Passage provided
This is Part 2 of the series of blog posts about the test automation in TrueCar. In the first post, we looked back at our old test frameworks and the testing process in the legacy applications workflow. We also gave an overview of Otto, the test automation framework that we built to support the transition from legacy to Capsela platform.
In this article, we’ll focus on how we integrated Otto into the CI/CD process. We’ll go over the challenges we’ve faced during that process, explain why we decided to move to Cypress, and how this decision has improved our development and deployment process.
First steps to CI/CD
As mentioned, Otto is our test automation framework that goes back to 2016 when we started our migration to the new technology stack with Ruby on Rails for the backend apps and React for the frontend. Otto is a monolithic codebase that contains integration and end-to-end tests for the data layer, backend services, and UI components. Written in Ruby, it leverages Watir for the UI and Minitest for the backend services testing. Its infrastructure includes a custom test runner that enables test parallelization on Jenkins, custom reporting, analytics dashboard, and a command line utility tool.
Otto was built before we even started discussing implementing continuous integration and deployment. By 2016 we had a lot of automated tests, but most of them were organized in an ad hoc manner. The scrum teams and their dedicated test engineers created and maintained separate test suites for their projects. To run a full regression for a single monolithic application release, we needed all the teams to run all their tests. Even then, it was hard to gauge the coverage that these suites provided.
Our goal for test automation in the CI world was to validate the state of the entire application for every single code change. The automation had to run fast and guarantee extensive test coverage at the same time. We had several hundred UI tests, and that number was continually growing, so it was expensive to run all of them for every commit. We also realized that most application changes were pretty isolated to a specific component, so there was no need to run the full regression testing every single time.
We came up with the idea of a small super-suite that would contain only the most critical tests. We named it Gatekeeper. The Gatekeeper tests define our baseline for quality and give an overall picture of the application health. These are the test cases for the most important user flows, and they cover all the components of the monolithic application. A failure of a Gatekeeper test should pause the CD pipeline, and a bug causing the failure should be considered a blocker. We would run the Gatekeeper tests (usually we refer to that suite as “The Gatekeeper”) often, for every single code change, so we wanted to keep its execution time under ten minutes.

Raw data
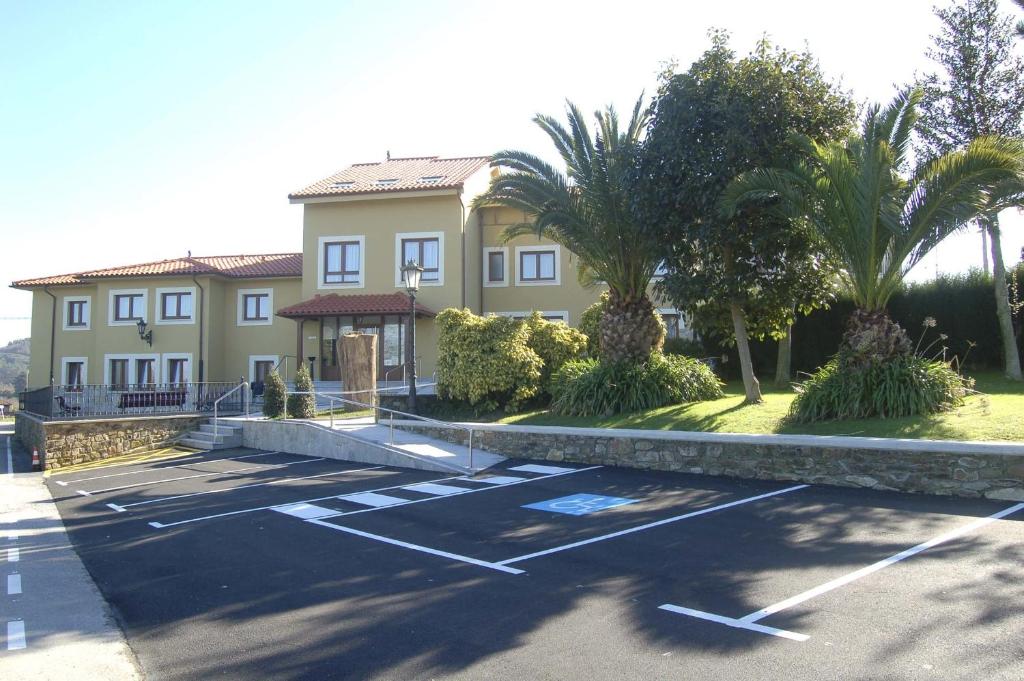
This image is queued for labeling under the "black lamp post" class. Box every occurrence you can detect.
[401,260,423,414]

Short exercise A
According to the TrueCar test automation article, under how many minutes did the team want to keep the Gatekeeper suite's execution time?
Short exercise B
Quote word for word the part of the TrueCar test automation article that opens with the words containing "We came up with" and closes with "under ten minutes.".

Solution A
Ten minutes

Solution B
We came up with the idea of a small super-suite that would contain only the most critical tests. We named it Gatekeeper. The Gatekeeper tests define our baseline for quality and give an overall picture of the application health. These are the test cases for the most important user flows, and they cover all the components of the monolithic application. A failure of a Gatekeeper test should pause the CD pipeline, and a bug causing the failure should be considered a blocker. We would run the Gatekeeper tests (usually we refer to that suite as “The Gatekeeper”) often, for every single code change, so we wanted to keep its execution time under ten minutes.